- **Source text**
===

At first, I misunderstood the question. You need to get the earliest date of the last status.
You can group sequences of like statuses using a trick -- a difference of row numbers. The difference (in the query below) is constant for sequences that are the same. Then you can use aggregation to get the minimum date and select the latest one:
select mindate
from (select min(date) as mindate
from (select t.*,
row_number() over (order by date) as seqnum1,
row_number() over (partition by status order by date) as seqnum2
from table t
) t
group by status, (seqnum1 - seqnum2)
order by mindate desc
) t
where rownum = 1
EDIT:
In any case, the right way to do this is using lag():
select max(date)
from (select t.*, lag(status) over (order by date) as prev_status
from table t
)
where prev_status <> status or prev_status is null;
Here is the SQL Fiddle.

===

- **Recorded data**

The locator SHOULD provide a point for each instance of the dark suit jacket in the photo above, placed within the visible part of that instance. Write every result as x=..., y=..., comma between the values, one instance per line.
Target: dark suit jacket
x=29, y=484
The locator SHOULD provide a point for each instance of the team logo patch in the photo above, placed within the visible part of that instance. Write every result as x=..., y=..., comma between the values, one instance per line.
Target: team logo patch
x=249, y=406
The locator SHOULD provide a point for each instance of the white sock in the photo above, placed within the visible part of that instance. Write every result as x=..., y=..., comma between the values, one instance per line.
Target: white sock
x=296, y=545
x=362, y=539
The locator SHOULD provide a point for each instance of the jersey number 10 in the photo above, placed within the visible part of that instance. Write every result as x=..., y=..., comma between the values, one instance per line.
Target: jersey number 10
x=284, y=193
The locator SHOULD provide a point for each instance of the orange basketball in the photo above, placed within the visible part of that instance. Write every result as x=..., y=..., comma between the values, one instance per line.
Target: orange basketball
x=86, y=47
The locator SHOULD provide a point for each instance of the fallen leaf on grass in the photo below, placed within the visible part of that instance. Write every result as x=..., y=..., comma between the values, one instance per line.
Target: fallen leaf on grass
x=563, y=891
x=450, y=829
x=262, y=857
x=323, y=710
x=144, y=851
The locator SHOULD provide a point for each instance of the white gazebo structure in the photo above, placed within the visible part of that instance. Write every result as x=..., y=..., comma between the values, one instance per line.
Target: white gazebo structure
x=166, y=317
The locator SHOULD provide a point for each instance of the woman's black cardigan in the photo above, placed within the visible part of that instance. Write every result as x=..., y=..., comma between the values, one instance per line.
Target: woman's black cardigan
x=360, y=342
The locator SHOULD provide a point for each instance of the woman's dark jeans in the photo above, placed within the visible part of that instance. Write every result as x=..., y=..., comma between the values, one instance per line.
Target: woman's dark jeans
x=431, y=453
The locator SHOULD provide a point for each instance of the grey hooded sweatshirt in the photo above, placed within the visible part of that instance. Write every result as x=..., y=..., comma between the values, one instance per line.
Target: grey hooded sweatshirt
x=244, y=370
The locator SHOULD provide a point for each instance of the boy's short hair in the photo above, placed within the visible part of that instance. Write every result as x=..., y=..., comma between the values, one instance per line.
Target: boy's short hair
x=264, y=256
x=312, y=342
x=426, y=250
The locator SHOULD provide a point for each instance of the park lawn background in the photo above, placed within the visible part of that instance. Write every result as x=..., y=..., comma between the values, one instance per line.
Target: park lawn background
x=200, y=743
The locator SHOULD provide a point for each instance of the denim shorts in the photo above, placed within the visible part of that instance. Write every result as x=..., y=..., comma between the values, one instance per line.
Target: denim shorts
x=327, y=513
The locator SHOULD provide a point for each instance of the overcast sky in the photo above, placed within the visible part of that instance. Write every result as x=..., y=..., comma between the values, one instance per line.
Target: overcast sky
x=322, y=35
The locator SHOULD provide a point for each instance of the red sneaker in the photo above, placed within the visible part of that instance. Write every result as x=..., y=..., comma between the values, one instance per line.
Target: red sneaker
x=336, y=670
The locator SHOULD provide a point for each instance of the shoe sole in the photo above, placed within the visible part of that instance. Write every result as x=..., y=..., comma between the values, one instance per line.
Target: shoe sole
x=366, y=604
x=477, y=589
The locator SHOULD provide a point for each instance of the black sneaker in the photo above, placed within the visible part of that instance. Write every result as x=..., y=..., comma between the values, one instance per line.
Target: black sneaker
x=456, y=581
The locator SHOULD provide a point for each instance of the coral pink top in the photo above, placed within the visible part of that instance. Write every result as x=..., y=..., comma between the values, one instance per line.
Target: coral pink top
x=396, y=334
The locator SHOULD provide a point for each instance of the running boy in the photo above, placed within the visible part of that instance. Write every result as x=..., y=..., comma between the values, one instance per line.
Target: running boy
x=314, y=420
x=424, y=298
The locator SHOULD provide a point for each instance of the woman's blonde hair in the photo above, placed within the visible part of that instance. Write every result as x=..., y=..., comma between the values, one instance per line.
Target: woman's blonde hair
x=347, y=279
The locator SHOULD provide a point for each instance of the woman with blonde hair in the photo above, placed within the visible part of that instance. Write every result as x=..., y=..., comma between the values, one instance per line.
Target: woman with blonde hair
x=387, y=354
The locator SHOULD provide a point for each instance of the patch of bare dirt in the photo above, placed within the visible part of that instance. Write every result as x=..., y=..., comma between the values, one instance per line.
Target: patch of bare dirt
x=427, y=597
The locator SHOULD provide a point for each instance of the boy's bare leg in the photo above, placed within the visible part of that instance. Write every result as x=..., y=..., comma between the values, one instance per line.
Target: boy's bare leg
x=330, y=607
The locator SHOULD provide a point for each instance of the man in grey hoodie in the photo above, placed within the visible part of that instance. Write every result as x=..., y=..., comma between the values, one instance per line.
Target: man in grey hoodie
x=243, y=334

===

- **Directives**
1 - In the SQL answer about finding the earliest date of the last status, what trick groups sequences of like statuses?
2 - Please continue the SQL answer about finding the earliest date of the last status, picking up after its final sentence.

- **Results**
1 - A difference of row numbers.

2 -
You can do this using lag or lead. Here I'm using lead, ordering by date descending to find the previous status date (if it's null I'm just supplying the date, which is needed in case there's only one record).
select max(date)
from (
select status, date, nvl(lead(status) over (order by date desc),date) as previous_status
from t
order by date desc
)
where status <> previous_status;
Something like this ought to do the trick:
with sample_data as (select to_date('01/01/2000', 'dd/mm/yyyy') dt, 'P' status from dual union all
select to_date('02/01/2000', 'dd/mm/yyyy') dt, 'A' status from dual union all
select to_date('03/01/2000', 'dd/mm/yyyy') dt, 'C' status from dual union all
select to_date('04/01/2000', 'dd/mm/yyyy') dt, 'A' status from dual union all
select to_date('05/01/2000', 'dd/mm/yyyy') dt, 'A' status from dual union all
select to_date('06/01/2000', 'dd/mm/yyyy') dt, 'A' status from dual),
results1 as (select dt,
status,
row_number() over (order by dt) - row_number() over (partition by status order by dt) grp
from sample_data),
results2 as (select status, min(dt) min_dt, grp, max(min(dt)) over () max_min_dt
from results1
group by status, grp)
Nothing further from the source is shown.